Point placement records
— Begin —

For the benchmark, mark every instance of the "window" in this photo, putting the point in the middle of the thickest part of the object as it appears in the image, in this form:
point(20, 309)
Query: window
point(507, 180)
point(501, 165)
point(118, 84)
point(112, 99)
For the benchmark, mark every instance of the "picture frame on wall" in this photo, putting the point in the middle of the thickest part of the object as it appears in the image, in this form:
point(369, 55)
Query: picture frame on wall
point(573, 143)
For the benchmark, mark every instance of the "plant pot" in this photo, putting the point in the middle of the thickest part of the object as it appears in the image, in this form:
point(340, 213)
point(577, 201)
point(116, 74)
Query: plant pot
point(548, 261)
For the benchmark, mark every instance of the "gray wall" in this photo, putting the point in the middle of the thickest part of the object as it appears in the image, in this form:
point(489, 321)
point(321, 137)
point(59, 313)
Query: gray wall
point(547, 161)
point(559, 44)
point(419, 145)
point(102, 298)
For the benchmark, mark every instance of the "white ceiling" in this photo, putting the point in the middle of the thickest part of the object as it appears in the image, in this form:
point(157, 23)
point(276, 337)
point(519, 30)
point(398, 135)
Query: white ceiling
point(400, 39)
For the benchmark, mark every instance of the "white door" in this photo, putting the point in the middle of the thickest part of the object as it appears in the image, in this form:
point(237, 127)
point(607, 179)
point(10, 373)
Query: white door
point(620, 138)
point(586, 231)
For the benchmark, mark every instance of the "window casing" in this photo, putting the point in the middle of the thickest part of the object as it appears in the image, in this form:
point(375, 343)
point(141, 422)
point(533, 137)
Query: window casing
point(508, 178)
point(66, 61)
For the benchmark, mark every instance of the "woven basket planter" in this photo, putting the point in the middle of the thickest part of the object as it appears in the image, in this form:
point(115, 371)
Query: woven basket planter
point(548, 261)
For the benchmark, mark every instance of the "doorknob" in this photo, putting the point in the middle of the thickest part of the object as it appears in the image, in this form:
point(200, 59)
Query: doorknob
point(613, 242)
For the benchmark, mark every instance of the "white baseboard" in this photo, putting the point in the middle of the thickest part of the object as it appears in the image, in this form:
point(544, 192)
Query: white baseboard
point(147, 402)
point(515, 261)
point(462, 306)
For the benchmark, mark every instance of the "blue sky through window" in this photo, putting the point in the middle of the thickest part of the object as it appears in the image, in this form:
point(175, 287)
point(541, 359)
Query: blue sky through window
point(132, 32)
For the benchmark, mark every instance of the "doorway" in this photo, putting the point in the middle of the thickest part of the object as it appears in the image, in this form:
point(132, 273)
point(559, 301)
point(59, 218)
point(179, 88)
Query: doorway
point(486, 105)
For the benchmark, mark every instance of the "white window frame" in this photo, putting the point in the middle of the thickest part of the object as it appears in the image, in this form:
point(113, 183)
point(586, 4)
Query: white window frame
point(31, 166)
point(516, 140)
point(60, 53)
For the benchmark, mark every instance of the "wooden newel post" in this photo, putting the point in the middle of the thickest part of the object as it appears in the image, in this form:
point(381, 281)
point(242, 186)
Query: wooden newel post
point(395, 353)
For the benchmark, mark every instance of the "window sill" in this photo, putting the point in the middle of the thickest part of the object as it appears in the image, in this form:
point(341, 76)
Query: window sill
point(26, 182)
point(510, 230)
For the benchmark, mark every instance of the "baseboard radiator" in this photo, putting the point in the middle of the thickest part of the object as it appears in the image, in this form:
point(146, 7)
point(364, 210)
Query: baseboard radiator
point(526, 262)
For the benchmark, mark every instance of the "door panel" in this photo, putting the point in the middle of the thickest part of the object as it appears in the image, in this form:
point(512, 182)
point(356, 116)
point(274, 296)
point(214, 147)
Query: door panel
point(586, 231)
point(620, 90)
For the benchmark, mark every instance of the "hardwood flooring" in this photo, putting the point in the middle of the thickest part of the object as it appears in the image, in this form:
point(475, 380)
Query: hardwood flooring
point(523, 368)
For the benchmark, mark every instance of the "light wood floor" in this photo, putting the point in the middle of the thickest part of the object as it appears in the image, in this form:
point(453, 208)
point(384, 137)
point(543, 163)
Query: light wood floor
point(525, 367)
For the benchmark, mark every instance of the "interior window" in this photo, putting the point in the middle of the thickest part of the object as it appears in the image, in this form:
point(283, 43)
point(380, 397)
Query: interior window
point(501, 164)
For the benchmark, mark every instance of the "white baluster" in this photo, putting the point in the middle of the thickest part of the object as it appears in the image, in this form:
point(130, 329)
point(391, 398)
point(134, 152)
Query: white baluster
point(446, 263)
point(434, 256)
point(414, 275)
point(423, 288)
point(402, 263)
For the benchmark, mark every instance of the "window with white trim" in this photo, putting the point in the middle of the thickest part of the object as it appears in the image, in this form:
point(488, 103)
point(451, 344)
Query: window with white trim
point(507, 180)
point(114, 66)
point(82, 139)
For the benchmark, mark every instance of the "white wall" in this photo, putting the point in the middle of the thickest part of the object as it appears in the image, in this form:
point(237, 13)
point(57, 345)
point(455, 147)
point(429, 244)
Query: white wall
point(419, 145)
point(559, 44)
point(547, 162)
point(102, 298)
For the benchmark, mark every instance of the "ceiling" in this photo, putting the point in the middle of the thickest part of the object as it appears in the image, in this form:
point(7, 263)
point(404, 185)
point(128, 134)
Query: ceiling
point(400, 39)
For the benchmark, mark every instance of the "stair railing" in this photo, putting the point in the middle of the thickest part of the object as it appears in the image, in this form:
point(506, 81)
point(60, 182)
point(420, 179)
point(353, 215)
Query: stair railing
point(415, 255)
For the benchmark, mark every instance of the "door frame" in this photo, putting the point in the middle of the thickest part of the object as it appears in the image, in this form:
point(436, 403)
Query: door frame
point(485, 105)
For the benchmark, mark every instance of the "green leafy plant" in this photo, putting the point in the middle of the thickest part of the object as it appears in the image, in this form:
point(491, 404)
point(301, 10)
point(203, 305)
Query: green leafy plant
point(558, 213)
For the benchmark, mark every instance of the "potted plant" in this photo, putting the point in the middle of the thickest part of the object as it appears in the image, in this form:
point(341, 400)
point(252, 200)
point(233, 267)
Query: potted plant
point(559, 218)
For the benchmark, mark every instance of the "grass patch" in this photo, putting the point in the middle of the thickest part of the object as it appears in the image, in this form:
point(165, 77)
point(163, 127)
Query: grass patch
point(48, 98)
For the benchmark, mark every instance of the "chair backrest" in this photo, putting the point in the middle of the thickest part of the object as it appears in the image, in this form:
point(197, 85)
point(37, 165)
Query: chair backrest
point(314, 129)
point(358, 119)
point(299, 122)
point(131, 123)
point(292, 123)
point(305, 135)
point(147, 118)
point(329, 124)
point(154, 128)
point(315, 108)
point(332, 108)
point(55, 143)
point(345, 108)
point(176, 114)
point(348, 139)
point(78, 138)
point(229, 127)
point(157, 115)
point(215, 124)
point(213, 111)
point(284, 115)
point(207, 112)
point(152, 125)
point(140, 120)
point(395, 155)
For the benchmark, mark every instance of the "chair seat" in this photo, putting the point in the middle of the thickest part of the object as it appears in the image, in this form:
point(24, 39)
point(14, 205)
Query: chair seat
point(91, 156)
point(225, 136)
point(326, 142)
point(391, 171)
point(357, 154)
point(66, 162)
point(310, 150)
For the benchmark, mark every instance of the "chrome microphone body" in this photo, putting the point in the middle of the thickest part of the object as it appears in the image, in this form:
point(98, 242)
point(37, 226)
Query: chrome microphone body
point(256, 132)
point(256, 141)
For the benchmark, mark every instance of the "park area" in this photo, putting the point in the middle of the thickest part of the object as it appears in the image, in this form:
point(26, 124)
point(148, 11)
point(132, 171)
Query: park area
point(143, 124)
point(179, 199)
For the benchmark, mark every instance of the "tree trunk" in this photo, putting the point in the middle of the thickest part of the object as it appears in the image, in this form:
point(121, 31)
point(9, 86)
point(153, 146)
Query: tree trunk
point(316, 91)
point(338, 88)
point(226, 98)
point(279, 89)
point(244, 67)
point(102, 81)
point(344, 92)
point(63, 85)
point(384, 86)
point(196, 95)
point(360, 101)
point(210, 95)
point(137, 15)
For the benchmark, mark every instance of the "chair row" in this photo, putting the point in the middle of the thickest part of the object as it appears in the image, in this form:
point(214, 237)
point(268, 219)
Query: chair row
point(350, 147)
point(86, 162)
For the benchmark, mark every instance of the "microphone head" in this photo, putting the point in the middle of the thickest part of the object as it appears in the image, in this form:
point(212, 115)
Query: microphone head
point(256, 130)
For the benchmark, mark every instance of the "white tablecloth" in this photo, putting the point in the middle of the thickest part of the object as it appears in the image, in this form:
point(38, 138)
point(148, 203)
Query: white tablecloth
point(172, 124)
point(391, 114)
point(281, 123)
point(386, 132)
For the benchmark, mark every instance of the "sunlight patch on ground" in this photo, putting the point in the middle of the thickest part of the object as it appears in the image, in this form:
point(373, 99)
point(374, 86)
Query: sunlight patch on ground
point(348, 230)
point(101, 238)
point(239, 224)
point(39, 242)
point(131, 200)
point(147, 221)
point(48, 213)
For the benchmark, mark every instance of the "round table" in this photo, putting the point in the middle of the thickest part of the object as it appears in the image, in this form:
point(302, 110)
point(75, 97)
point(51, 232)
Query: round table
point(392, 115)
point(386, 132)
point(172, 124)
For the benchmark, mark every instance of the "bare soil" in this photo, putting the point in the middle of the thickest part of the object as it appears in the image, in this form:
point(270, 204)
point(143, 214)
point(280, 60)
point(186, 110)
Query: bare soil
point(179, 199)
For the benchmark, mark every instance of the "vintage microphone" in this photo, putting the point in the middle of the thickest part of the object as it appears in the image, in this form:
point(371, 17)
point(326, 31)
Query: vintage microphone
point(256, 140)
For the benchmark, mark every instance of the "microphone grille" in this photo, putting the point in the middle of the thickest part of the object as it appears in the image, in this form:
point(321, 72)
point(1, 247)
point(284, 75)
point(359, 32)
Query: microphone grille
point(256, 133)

— End —

TASK DESCRIPTION
Write the lines above as a numbered list, leaving out any blank lines, starting at the first line and ending at the line that contains "point(112, 99)".

PROBLEM SOLUTION
1. For the benchmark, mark every instance of the "window" in this photo, putting the point in the middle of the thickest part of the object as it appears in the image, in this form:
2. point(20, 309)
3. Query: window
4. point(507, 180)
5. point(501, 165)
6. point(118, 84)
7. point(112, 99)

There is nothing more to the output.